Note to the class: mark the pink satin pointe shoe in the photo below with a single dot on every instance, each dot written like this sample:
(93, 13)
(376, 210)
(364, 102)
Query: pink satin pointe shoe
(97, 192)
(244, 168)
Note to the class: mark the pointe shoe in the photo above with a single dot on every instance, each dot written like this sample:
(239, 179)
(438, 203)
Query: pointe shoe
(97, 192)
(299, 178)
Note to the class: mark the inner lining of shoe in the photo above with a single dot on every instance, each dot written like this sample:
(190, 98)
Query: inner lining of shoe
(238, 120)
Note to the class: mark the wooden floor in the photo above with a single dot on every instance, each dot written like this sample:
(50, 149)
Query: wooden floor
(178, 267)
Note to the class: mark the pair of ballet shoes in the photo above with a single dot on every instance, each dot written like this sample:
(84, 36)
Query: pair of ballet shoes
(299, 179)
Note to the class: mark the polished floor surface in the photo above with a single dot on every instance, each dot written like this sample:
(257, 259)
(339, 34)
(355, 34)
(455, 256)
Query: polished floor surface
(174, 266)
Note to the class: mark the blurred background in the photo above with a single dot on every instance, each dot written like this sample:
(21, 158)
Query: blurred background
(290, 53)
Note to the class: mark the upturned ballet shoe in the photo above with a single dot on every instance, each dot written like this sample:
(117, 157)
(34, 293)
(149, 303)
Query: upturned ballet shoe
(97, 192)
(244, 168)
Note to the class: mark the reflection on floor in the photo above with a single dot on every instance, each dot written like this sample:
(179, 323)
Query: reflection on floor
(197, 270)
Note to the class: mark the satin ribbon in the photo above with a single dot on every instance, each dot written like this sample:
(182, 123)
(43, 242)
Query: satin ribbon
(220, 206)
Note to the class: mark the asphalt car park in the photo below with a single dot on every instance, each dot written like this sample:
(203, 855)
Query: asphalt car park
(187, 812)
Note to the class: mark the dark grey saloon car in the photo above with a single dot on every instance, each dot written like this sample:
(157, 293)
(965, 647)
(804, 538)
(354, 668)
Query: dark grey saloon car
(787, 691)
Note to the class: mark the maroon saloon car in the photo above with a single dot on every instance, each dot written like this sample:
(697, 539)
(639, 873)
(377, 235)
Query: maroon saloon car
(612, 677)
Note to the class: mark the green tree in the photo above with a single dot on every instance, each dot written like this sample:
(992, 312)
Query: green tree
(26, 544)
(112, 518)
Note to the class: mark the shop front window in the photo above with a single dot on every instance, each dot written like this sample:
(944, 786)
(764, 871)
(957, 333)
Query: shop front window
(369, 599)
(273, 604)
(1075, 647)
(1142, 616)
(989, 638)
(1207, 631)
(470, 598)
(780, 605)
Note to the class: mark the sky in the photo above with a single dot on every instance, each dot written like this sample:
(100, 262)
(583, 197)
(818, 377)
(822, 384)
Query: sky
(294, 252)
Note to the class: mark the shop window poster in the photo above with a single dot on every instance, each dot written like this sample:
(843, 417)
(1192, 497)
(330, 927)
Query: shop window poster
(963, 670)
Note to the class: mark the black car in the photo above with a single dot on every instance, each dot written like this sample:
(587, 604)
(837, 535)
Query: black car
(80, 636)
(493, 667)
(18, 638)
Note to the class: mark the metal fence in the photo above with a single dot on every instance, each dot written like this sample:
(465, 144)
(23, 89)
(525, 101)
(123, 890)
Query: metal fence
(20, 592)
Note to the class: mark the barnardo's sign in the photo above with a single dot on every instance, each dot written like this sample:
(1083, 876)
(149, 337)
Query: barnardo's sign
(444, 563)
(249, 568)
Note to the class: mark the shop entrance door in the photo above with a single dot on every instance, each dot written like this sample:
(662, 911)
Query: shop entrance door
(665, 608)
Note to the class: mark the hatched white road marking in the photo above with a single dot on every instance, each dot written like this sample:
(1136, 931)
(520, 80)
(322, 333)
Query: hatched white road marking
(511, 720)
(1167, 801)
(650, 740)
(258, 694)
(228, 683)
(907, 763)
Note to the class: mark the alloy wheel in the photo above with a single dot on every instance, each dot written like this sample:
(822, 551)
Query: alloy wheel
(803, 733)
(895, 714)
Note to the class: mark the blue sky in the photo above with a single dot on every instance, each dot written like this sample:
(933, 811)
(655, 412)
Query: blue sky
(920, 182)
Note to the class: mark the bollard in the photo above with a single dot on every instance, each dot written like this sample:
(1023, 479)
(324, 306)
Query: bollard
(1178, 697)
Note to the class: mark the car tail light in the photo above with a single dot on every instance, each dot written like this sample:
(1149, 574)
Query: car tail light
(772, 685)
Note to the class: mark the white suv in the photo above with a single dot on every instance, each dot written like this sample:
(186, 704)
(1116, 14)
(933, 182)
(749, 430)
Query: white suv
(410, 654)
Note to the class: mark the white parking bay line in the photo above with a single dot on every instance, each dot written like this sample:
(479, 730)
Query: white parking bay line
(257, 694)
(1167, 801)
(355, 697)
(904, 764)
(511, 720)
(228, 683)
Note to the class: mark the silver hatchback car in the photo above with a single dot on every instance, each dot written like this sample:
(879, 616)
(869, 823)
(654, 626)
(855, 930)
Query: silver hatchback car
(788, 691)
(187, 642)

WHAT NEEDS TO BE DONE: Repeat every record, exactly as written.

EXPECTED ANSWER:
Note to the class: mark the pink satin pointe shoe in the photo below with a single dot on every instance, each dot written like this sample:
(93, 13)
(376, 210)
(364, 102)
Query: pink satin pointe shoe
(97, 192)
(244, 168)
Note to the class: mark the pointe shoe in the photo above with a single dot on every instance, each dot written like this sample:
(239, 179)
(438, 203)
Query: pointe shoe
(97, 192)
(299, 178)
Note to the class: mark the inner lining of shoe in the photo above with a single dot on every instance, each dot written like this sample:
(190, 98)
Query: inner lining of shoe
(238, 120)
Note to the class: mark the wooden floor in the photo above with a single dot on every instance, each dot written like this sample:
(50, 149)
Query: wooden floor
(178, 267)
Note to the class: mark the pair of ballet shoes in the photo above with a single dot on every instance, each dot written like this sample:
(84, 36)
Query: pair of ballet shoes
(299, 179)
Note to the class: mark the polished floor surface in the photo above with a single dot on every instance, each dot written like this sample:
(257, 259)
(339, 34)
(355, 34)
(455, 256)
Query: polished floor surface
(174, 266)
Note to the class: mark the blurred background in the photo above with a single dot on every instance, each dot written like this sample:
(21, 158)
Query: blurred background
(290, 53)
Note to the class: mark the upturned ballet shoe in the photo above with a single dot on every instance, each dot written like this sample:
(117, 157)
(34, 293)
(149, 303)
Query: upturned ballet shoe
(97, 192)
(244, 168)
Note to the class: mark the reflection on floor in the photo above with a single dot on every instance, each dot written like this sample:
(179, 323)
Query: reflection on floor
(197, 270)
Note to the class: mark the satin ribbon in the photo above with a single dot on every instance, each dot written like this sample:
(182, 123)
(43, 242)
Query: satin ribbon
(220, 206)
Note to the class: mark the asphalt car park in the photo below with a single dot on every instance, each dot written like this sample:
(203, 855)
Query: asphalt car park
(187, 812)
Note to the class: mark the dark grey saloon car in the photo above with a single dot on every instance, each dot written like this sample:
(157, 293)
(965, 647)
(804, 538)
(354, 668)
Query: dark grey saloon car
(787, 691)
Note to the class: mark the maroon saloon car in the photo above with a single dot on every instance, each dot written like this sample:
(697, 539)
(639, 873)
(377, 235)
Query: maroon saloon car
(612, 677)
Note to the class: mark the green tree in the photo above with a single dot on every instance, each dot written like this sample:
(992, 312)
Query: green tree
(26, 544)
(112, 518)
Note to the class: mark the shop front window in the photo above with a single dot on every instance, each dot written like this sample:
(944, 786)
(764, 871)
(957, 333)
Query: shop front window
(369, 599)
(273, 604)
(1075, 647)
(1142, 616)
(989, 638)
(1207, 631)
(470, 598)
(780, 605)
Note to the class: mark the sky in the photo above with a single dot on every instance, each dot written like this sample:
(100, 262)
(583, 197)
(818, 377)
(822, 384)
Query: sky
(294, 252)
Note to the class: mark the shop window poster in the photo above with a single dot on every instance, each dot written like this sample:
(843, 417)
(1192, 497)
(330, 927)
Query: shop window poster
(963, 670)
Note to the class: mark the black car in the photo above with a single dot on every instance, each dot written like this sample:
(587, 604)
(837, 535)
Query: black car
(80, 636)
(493, 667)
(18, 638)
Note to the class: mark the metal fence in the photo above with a single dot on every instance, each dot written like this sample:
(465, 144)
(23, 89)
(525, 101)
(123, 890)
Query: metal fence
(20, 592)
Note to the class: mark the barnardo's sign in the photo above with a single dot on every instance, each dot written like this sample:
(1083, 876)
(149, 337)
Query: barnardo's sign
(444, 563)
(249, 568)
Note to the class: mark the shop entrance door in the photo above with a single dot on every instance, each dot written like this sample:
(662, 911)
Query: shop entrance door
(665, 608)
Note to the class: mark the hatched white road marking in the photo above with a single dot on every instance, each dot written like this sample:
(1136, 931)
(520, 80)
(322, 333)
Query: hatched white road marking
(511, 720)
(1167, 801)
(650, 740)
(258, 694)
(228, 683)
(907, 763)
Note to the class: mark the alloy wheel in the photo above with a single dot on every instance, each dot written like this sample:
(822, 551)
Query: alloy wheel
(803, 733)
(895, 714)
Note to the class: mark the blue sky in the photo above with a single dot on every instance, each dot written like this sample:
(933, 811)
(655, 412)
Query: blue sky
(920, 182)
Note to the class: mark the bollard in the photo above with a single dot on every instance, each dot written like this sample:
(1023, 479)
(324, 306)
Query: bollard
(1178, 697)
Note to the class: mark the car tail light in the photo above with a single dot on every instance, each dot written like this sample:
(1149, 574)
Query: car tail light
(772, 685)
Note to the class: mark the white suv in the photo above with a single dot on every instance, each dot written like this sample:
(186, 704)
(1116, 14)
(933, 182)
(749, 430)
Query: white suv
(410, 654)
Note to the class: mark the white parking bay line in the photo above with a single dot on every instance, each dot written like this sample:
(479, 730)
Query: white parking bay line
(257, 694)
(1167, 801)
(355, 697)
(904, 764)
(511, 720)
(228, 683)
Note to the class: mark the silver hatchback car in the photo above with a single dot on every instance, each dot written like this sample:
(879, 616)
(869, 823)
(654, 626)
(855, 930)
Query: silver hatchback car
(788, 691)
(187, 642)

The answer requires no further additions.